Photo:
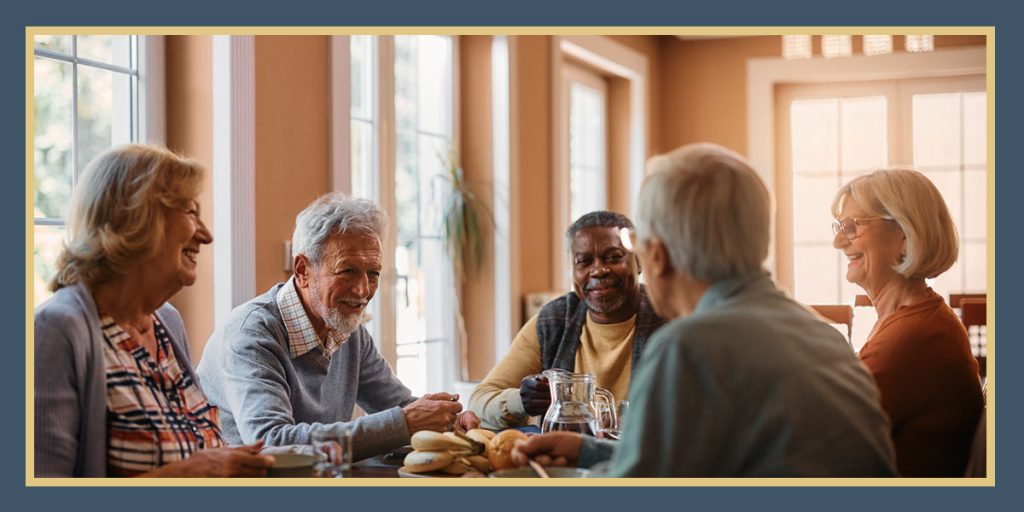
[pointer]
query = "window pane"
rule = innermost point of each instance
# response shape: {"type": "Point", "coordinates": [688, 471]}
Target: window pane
{"type": "Point", "coordinates": [47, 247]}
{"type": "Point", "coordinates": [812, 208]}
{"type": "Point", "coordinates": [404, 82]}
{"type": "Point", "coordinates": [361, 50]}
{"type": "Point", "coordinates": [407, 186]}
{"type": "Point", "coordinates": [864, 129]}
{"type": "Point", "coordinates": [110, 49]}
{"type": "Point", "coordinates": [948, 184]}
{"type": "Point", "coordinates": [975, 127]}
{"type": "Point", "coordinates": [937, 130]}
{"type": "Point", "coordinates": [434, 84]}
{"type": "Point", "coordinates": [587, 153]}
{"type": "Point", "coordinates": [433, 154]}
{"type": "Point", "coordinates": [975, 267]}
{"type": "Point", "coordinates": [816, 279]}
{"type": "Point", "coordinates": [814, 130]}
{"type": "Point", "coordinates": [55, 43]}
{"type": "Point", "coordinates": [104, 112]}
{"type": "Point", "coordinates": [363, 159]}
{"type": "Point", "coordinates": [52, 138]}
{"type": "Point", "coordinates": [951, 281]}
{"type": "Point", "coordinates": [975, 205]}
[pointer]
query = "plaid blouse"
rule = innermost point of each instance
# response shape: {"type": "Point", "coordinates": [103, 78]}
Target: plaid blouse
{"type": "Point", "coordinates": [156, 413]}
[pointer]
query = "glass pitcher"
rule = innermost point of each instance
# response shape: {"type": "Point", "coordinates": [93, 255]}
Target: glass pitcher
{"type": "Point", "coordinates": [576, 401]}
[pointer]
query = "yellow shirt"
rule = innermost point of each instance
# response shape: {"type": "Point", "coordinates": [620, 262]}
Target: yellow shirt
{"type": "Point", "coordinates": [605, 350]}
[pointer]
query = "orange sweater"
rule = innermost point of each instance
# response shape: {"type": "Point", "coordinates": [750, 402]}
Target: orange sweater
{"type": "Point", "coordinates": [928, 377]}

---

WHAT IS NEEDED: Please retype every record above exactly, leaving out the pictures.

OUTPUT OF THE EXERCISE:
Photo:
[pointer]
query = "window pane"
rule = innermost point of each instance
# response shape: {"type": "Point", "coordinates": [688, 471]}
Target: window pane
{"type": "Point", "coordinates": [47, 247]}
{"type": "Point", "coordinates": [812, 208]}
{"type": "Point", "coordinates": [404, 82]}
{"type": "Point", "coordinates": [361, 50]}
{"type": "Point", "coordinates": [407, 186]}
{"type": "Point", "coordinates": [864, 129]}
{"type": "Point", "coordinates": [110, 49]}
{"type": "Point", "coordinates": [948, 184]}
{"type": "Point", "coordinates": [975, 127]}
{"type": "Point", "coordinates": [937, 130]}
{"type": "Point", "coordinates": [434, 84]}
{"type": "Point", "coordinates": [587, 153]}
{"type": "Point", "coordinates": [433, 154]}
{"type": "Point", "coordinates": [975, 267]}
{"type": "Point", "coordinates": [816, 279]}
{"type": "Point", "coordinates": [814, 130]}
{"type": "Point", "coordinates": [55, 43]}
{"type": "Point", "coordinates": [104, 112]}
{"type": "Point", "coordinates": [363, 159]}
{"type": "Point", "coordinates": [52, 138]}
{"type": "Point", "coordinates": [951, 281]}
{"type": "Point", "coordinates": [975, 205]}
[pointer]
query = "plaid blouse"
rule = innermost point of each instance
# response shape: {"type": "Point", "coordinates": [103, 78]}
Target: plaid blouse
{"type": "Point", "coordinates": [156, 413]}
[pointer]
query = "glass pitcher"
rule = innermost point of each instance
# response shape: {"type": "Point", "coordinates": [93, 255]}
Target: glass pitcher
{"type": "Point", "coordinates": [576, 401]}
[pointer]
query = "yellow shirt"
rule = innermost point of each instance
# response shape: {"type": "Point", "coordinates": [620, 262]}
Target: yellow shirt
{"type": "Point", "coordinates": [605, 350]}
[pointer]
query = "orange sweater"
rule = innermost point of each instance
# response shape: {"type": "Point", "coordinates": [750, 402]}
Target: orange sweater
{"type": "Point", "coordinates": [928, 377]}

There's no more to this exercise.